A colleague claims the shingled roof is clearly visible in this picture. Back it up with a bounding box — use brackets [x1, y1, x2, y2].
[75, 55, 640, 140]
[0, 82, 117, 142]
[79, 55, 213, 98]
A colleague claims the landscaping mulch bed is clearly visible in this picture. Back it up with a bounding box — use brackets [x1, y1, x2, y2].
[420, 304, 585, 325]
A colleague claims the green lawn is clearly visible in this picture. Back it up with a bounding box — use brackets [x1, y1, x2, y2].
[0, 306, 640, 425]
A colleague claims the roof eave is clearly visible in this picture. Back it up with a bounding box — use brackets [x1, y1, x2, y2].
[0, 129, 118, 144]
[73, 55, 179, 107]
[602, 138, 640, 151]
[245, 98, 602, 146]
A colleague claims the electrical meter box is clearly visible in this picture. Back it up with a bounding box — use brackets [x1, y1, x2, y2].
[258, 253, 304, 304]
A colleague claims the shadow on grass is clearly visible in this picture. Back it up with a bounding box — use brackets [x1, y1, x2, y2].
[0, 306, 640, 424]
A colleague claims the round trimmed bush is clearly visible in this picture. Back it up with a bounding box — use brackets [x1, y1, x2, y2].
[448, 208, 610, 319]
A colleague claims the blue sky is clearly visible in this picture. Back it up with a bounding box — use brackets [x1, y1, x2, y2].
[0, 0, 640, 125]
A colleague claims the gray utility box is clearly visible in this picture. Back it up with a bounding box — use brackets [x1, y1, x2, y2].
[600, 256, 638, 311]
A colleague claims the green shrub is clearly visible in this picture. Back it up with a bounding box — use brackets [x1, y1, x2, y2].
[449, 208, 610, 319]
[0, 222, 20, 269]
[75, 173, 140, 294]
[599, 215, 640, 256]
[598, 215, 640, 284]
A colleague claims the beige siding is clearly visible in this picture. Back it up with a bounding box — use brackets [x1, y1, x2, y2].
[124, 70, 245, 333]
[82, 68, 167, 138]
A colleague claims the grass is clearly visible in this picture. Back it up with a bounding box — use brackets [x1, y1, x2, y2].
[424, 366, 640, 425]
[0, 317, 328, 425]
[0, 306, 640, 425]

===

[Prompt] Convert the data above into a JSON list of strings with one string per line, leaving out any blank lines.

[Solution for this exercise]
[
  "A colleague claims the shingled roof is clearly visible in this picture. Back it up with a bounding box — use brackets [x1, y1, x2, y2].",
  "[75, 55, 640, 140]",
  "[0, 82, 117, 142]",
  "[79, 55, 213, 98]",
  "A colleague claims the landscaping mulch bed is clearly visible in this picture. Back it up with a bounding box — use brackets [x1, y1, x2, y2].",
  "[420, 304, 585, 325]",
  "A colleague claims the green lawn is clearly visible in this picture. Back it up with a bounding box — use brackets [x1, y1, x2, y2].",
  "[0, 306, 640, 425]",
  "A colleague claims the roof eave is clearly visible in this picture. Back it up with a bounding box — use brackets [x1, y1, x2, y2].",
  "[0, 129, 118, 144]",
  "[73, 55, 179, 107]",
  "[602, 138, 640, 151]",
  "[245, 98, 602, 146]",
  "A colleague claims the electrical meter box is clearly visible in this picture. Back it up with a bounding box — use brackets [x1, y1, x2, y2].",
  "[258, 253, 304, 304]",
  "A colleague claims the shadow on grass is clearly visible in this picture. Back it up with a bounding box — use brackets [x1, y1, x2, y2].",
  "[0, 306, 640, 424]",
  "A colleague claims the round trimmed bush is clearly visible in this picture. Back it up with a bounding box — use brackets [x1, y1, x2, y2].",
  "[448, 208, 610, 319]",
  "A colleague claims the blue sky is clearly visible in this picture. Back it up with a bounding box — use brackets [x1, y1, x2, y2].",
  "[0, 0, 640, 125]",
  "A colleague claims the gray utility box is clearly visible in this picture. Back it up with a bounding box — use brackets [x1, y1, x2, y2].",
  "[600, 256, 638, 311]",
  "A colleague claims the green shrub is clearly visible in this picture. Back it up with a bounding box — use brackets [x1, y1, x2, y2].",
  "[449, 208, 610, 319]",
  "[0, 222, 20, 269]",
  "[75, 173, 140, 294]",
  "[599, 215, 640, 256]",
  "[598, 215, 640, 284]",
  "A colleague claims the beige siding is clearly visible in this picture. Back it up with a bounding box — use brackets [x1, y1, x2, y2].",
  "[124, 70, 245, 333]",
  "[82, 68, 167, 138]",
  "A colleague claims the grass is clearly visible in this picture. Back it up with a bounding box — use brackets [x1, y1, x2, y2].",
  "[424, 366, 640, 425]",
  "[0, 317, 328, 425]",
  "[0, 306, 640, 425]"
]